*** Opening Data to process ***
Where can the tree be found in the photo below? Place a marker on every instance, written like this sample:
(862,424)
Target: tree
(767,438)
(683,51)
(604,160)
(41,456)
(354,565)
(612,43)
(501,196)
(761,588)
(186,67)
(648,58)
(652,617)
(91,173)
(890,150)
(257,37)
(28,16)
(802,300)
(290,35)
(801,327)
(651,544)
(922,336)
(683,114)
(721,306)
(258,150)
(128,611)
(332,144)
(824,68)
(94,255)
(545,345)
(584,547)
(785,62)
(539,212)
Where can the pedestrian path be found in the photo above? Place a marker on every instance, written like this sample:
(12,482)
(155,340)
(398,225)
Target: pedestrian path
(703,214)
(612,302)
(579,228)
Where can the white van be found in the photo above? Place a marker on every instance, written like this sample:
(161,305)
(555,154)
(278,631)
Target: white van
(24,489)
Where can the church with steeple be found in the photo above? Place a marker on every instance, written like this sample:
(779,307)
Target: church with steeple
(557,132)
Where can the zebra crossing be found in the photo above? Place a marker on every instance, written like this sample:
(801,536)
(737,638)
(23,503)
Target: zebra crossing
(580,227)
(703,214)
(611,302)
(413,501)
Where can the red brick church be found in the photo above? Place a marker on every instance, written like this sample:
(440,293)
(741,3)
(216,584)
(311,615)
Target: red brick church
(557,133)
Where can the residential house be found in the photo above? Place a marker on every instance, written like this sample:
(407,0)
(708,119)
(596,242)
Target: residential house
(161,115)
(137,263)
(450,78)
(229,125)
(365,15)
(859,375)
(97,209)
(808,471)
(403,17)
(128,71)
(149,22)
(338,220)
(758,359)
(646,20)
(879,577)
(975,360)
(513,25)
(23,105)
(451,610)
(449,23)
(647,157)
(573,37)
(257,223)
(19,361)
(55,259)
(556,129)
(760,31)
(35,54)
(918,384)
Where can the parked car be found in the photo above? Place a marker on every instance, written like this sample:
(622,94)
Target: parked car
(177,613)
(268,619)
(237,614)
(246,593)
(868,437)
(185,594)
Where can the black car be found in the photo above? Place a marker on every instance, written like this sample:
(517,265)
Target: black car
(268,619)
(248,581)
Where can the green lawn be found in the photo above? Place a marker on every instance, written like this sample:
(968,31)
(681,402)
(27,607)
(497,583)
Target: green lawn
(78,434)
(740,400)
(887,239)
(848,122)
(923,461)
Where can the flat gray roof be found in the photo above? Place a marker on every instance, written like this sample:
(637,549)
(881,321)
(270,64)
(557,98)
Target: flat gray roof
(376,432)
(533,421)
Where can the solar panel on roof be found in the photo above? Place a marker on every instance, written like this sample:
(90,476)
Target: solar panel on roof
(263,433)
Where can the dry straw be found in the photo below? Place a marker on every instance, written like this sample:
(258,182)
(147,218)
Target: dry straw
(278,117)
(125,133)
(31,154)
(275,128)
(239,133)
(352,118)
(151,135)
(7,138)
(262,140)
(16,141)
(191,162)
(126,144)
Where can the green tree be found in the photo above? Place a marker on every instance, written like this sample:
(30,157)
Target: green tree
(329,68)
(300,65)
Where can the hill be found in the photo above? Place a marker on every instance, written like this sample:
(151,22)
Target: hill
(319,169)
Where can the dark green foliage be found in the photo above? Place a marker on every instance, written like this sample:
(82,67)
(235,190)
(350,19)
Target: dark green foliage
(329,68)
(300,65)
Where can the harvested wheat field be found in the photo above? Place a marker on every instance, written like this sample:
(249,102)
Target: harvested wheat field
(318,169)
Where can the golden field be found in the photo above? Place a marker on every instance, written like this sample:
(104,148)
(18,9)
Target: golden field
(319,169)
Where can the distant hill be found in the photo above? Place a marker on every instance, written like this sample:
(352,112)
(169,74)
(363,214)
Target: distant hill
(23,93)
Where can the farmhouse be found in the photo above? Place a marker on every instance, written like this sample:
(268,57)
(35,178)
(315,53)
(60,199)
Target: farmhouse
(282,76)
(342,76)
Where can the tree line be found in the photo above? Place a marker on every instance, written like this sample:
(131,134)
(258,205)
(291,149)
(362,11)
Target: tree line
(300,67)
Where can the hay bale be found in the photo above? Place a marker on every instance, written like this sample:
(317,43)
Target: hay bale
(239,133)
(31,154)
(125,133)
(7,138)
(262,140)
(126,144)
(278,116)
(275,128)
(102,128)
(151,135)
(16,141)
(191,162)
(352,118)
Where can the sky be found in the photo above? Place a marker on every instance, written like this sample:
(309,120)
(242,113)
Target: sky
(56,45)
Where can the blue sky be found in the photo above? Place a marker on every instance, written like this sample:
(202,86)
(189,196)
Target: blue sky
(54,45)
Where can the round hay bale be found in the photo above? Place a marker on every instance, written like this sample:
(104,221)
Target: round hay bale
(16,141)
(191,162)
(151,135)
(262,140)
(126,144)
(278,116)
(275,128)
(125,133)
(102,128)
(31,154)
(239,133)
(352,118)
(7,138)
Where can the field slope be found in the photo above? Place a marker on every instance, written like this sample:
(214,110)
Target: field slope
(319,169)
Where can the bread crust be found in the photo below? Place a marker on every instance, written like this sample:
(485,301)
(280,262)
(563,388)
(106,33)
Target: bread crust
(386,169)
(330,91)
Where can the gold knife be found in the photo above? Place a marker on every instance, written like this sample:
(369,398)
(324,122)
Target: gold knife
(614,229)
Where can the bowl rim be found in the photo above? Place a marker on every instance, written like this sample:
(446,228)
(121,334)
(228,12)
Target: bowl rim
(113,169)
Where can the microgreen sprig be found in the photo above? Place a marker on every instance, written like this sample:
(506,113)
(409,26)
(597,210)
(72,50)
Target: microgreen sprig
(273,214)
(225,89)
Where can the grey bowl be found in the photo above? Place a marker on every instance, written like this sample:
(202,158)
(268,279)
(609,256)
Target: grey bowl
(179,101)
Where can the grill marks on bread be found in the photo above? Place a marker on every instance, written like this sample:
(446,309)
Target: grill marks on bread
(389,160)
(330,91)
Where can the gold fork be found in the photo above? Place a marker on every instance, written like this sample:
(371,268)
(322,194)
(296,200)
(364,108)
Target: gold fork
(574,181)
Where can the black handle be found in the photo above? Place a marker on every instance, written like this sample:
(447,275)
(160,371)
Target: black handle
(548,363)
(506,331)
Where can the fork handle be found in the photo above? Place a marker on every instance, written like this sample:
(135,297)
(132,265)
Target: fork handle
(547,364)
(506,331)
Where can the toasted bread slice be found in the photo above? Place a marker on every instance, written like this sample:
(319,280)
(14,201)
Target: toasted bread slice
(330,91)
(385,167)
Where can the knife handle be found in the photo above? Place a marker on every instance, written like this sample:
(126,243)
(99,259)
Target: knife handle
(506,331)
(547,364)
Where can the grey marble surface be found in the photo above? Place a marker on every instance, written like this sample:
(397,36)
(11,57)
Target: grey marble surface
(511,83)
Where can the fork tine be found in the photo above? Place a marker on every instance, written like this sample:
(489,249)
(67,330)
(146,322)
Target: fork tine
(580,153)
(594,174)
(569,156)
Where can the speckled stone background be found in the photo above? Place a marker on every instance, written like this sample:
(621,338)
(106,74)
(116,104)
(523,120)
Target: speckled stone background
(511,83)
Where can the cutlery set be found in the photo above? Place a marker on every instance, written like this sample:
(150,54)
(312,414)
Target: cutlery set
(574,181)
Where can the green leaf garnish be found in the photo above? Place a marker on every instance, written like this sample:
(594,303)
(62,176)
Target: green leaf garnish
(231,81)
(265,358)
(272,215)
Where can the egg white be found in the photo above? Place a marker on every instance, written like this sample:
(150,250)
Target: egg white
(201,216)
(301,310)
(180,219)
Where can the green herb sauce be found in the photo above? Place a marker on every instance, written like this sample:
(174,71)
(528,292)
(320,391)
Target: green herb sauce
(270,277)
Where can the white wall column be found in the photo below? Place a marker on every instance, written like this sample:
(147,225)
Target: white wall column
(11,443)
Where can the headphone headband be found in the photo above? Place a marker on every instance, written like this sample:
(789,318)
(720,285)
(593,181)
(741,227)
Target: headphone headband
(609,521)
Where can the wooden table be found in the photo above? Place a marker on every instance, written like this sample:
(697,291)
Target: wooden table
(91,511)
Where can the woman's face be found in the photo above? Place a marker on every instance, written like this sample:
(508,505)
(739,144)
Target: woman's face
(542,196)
*** Closing Data to process ***
§ **Exercise instructions**: Say how many of the lines above include the word "below", giving the figure alone.

§ **Answer section**: 4